» **ARTICLE**:
►
Exhibit 4.2
                                                                     -----------

UNLESS THIS SECURITY IS PRESENTED BY AN AUTHORIZED REPRESENTATIVE OF THE
DEPOSITORY TRUST COMPANY TO THE COMPANY OR ITS AGENT FOR REGISTRATION OF
TRANSFER, EXCHANGE OR PAYMENT, AND ANY SECURITY ISSUED IS REGISTERED IN THE NAME
OF CEDE & CO. OR IN SUCH OTHER NAME AS IS REQUESTED BY AN AUTHORIZED
REPRESENTATIVE OF THE DEPOSITORY TRUST COMPANY (AND ANY PAYMENT HEREON IS MADE
TO CEDE & CO. OR TO SUCH OTHER ENTITY AS IS REQUESTED BY AN AUTHORIZED
REPRESENTATIVE OF THE DEPOSITORY TRUST COMPANY), ANY TRANSFER, PLEDGE OR OTHER
USE HEREOF FOR VALUE OR OTHERWISE BY OR TO ANY PERSON IS WRONGFUL SINCE THE
REGISTERED OWNER HEREOF, CEDE & CO., HAS AN INTEREST HEREIN.

TRANSFERS OF THIS SECURITY SHALL BE LIMITED TO TRANSFERS IN WHOLE, BUT NOT IN
PART, TO NOMINEES OF CEDE & CO. OR TO A SUCCESSOR THEREOF OR SUCH SUCCESSOR'S
NOMINEE.

                                ===============

                                CSX CORPORATION

                                ===============


                                  $200,000,000
                              6.25% NOTES DUE 2008



No. 1-A                                                         CUSIP


     This security (the "Security") is one of a duly authorized issue of
securities (herein called the "Securities") of CSX Corporation, a Virginia
corporation (hereinafter called the "Company," which term includes any successor
corporation under the Indenture hereinafter referred to), issued and to be
issued in one or more series under an indenture, unlimited as to aggregate
principal amount, dated as of August 1, 1990 between the Company and The Chase
Manhattan Bank, Trustee (herein called the "Trustee," which term includes any
successor trustee under the Indenture (as hereinafter defined)), as supplemented
by a First Supplemental Indenture dated as of June 15, 1991, a Second
Supplemental Indenture dated as of May 6, 1997 and a Third Supplemental
Indenture dated as of April 22, 1998, to which indenture and all indentures
supplemental thereto (the indenture, as supplemented being herein called the
"Indenture") reference is hereby made for a statement of the respective rights
thereunder of the Company, the Trustee and the Holders of the Securities and of
the terms upon which the Securities are, and are to be, authenticated and
delivered. This Security is one of the series designated on the face hereof,
which series has been issued in an aggregate initial principal amount of
$400,000,000 (FOUR HUNDRED MILLION DOLLARS). 

 
                                       2

This Security represents an aggregate initial principal amount of $200,000,000
(TWO HUNDRED MILLION DOLLARS) (as adjusted from time to time in accordance with
the terms and provisions hereof and as set forth on Exhibit A hereto, the
"Principal Amount") of the Securities of such series, with the Interest Payment
Dates, date of original issuance, and date of Maturity specified herein and
bearing interest on said Principal Amount at the interest rate specified herein.
◄
» **TASK REQUIREMENTS**: List every indenture and supplemental indenture that the exhibit names, along with the date given for each.

» **RECORDS**:
►
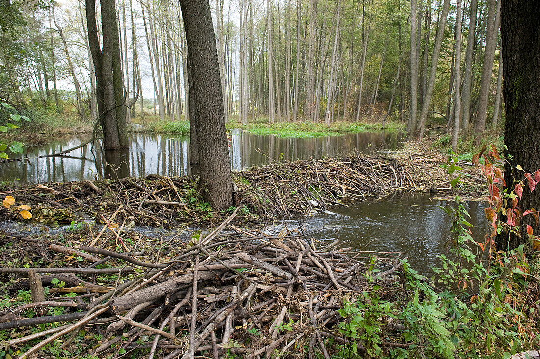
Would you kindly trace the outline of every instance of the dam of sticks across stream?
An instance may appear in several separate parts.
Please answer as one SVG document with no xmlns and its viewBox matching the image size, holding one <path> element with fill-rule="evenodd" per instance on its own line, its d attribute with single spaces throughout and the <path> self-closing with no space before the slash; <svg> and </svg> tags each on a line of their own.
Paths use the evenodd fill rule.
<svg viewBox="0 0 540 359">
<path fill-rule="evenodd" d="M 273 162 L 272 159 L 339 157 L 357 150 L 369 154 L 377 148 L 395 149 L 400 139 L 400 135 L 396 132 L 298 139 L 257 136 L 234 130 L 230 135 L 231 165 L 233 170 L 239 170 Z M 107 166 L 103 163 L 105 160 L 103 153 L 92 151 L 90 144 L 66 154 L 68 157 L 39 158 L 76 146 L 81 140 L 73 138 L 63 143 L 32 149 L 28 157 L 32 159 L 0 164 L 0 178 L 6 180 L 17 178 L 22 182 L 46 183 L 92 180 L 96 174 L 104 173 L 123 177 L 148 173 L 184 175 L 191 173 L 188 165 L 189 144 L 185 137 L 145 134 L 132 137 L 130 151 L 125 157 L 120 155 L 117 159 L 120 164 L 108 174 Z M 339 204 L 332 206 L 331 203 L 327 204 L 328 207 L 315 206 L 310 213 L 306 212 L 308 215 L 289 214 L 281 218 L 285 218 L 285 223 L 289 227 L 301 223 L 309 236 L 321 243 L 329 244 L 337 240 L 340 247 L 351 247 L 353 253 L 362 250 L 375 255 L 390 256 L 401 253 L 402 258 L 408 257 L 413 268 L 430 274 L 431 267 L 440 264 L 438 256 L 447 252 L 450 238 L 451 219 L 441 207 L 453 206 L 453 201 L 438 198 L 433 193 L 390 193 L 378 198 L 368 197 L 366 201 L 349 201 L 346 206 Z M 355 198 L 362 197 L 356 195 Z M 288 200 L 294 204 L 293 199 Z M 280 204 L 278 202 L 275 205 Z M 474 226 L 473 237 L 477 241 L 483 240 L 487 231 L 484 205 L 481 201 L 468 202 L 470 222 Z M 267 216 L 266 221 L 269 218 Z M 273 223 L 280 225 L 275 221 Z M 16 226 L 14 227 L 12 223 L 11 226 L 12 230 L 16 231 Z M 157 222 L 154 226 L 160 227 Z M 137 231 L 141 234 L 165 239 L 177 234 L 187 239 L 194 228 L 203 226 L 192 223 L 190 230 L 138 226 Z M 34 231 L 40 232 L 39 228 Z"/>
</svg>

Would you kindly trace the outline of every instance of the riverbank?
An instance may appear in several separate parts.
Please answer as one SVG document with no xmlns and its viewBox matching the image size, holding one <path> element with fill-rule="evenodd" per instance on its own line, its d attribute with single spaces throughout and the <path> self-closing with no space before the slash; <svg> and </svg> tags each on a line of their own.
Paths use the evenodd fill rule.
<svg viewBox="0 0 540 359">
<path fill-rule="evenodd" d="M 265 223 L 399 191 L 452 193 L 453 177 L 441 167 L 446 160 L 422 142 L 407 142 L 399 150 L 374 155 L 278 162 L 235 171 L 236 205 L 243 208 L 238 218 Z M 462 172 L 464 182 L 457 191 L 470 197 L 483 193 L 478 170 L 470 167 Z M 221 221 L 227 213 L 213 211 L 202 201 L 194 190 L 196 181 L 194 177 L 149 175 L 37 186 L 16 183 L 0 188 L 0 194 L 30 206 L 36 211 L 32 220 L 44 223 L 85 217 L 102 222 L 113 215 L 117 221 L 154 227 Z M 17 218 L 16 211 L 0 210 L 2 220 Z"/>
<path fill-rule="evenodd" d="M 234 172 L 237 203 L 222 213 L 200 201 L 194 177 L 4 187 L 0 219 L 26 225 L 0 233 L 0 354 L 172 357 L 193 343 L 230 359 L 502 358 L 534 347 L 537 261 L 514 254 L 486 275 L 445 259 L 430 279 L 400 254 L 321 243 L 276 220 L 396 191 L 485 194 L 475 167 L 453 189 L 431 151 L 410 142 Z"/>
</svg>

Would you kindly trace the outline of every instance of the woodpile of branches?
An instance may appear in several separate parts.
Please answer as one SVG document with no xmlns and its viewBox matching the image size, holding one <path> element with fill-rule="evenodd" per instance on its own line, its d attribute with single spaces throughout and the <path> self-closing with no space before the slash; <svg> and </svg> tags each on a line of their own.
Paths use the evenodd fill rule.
◄
►
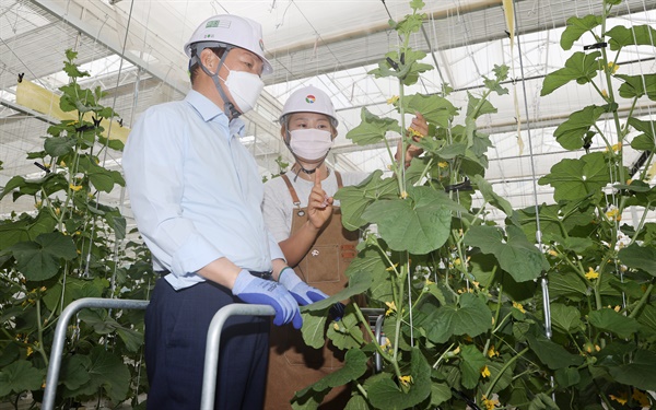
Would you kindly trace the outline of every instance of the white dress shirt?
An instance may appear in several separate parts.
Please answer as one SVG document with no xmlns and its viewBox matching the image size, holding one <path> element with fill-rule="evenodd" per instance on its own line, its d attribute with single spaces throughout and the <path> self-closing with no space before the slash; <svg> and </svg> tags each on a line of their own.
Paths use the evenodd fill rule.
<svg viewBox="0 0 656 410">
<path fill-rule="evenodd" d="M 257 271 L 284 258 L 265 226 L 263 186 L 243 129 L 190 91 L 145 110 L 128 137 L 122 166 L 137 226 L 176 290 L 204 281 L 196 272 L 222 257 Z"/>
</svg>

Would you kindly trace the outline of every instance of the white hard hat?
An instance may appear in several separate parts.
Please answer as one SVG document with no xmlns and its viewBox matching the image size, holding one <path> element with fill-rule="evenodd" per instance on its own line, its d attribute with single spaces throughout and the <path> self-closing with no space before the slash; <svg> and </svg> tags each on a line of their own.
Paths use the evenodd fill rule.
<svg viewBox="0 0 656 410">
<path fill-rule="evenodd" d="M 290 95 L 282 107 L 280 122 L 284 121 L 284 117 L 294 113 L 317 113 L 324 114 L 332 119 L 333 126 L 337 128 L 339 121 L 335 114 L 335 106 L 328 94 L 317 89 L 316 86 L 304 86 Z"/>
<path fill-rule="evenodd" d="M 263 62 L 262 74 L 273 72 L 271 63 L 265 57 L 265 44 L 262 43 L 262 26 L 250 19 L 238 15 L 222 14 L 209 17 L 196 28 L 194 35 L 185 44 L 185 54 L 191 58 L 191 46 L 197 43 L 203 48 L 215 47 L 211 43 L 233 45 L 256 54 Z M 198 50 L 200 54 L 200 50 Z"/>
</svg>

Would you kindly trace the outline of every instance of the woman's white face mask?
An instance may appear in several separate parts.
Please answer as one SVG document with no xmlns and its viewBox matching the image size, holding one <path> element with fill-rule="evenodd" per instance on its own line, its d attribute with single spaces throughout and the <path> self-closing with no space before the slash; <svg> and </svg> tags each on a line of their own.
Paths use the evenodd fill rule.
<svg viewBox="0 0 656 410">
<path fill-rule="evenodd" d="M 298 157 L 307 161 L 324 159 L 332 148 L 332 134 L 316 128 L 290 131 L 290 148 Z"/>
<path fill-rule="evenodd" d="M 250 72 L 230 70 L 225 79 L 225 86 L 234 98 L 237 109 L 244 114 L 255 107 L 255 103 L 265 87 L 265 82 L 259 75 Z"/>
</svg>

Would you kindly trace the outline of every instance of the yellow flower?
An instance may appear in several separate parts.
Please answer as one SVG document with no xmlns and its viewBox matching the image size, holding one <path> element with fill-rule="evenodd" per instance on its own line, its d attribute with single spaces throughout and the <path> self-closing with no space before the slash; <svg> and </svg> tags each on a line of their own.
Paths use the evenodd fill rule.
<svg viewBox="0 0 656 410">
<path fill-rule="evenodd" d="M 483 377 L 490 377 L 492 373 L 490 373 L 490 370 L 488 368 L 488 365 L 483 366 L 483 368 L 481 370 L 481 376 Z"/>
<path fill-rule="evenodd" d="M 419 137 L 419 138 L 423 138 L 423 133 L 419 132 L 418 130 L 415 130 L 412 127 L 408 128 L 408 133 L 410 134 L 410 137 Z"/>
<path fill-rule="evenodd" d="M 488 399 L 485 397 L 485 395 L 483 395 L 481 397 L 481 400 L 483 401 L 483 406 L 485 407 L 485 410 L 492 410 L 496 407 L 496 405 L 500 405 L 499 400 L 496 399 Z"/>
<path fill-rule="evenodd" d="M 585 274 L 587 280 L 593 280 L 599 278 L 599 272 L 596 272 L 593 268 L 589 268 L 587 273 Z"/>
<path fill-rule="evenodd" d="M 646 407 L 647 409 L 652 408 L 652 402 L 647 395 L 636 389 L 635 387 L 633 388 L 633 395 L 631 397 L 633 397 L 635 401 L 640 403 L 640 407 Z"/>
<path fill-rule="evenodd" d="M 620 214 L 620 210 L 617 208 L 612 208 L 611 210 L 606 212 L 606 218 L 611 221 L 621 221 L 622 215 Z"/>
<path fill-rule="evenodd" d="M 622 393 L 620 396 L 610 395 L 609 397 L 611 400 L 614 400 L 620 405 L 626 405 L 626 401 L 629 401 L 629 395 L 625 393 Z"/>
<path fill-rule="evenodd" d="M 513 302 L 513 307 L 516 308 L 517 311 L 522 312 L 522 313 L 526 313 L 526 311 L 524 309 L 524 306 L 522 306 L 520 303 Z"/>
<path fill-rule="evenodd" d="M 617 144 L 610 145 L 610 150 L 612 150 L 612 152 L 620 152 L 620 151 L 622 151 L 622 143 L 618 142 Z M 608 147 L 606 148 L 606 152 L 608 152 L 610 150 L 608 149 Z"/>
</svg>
◄
» **WRITTEN SOLUTION**:
- Indenture between the Company and The Chase Manhattan Bank, Trustee: dated as of August 1, 1990
- First Supplemental Indenture: dated as of June 15, 1991
- Second Supplemental Indenture: dated as of May 6, 1997
- Third Supplemental Indenture: dated as of April 22, 1998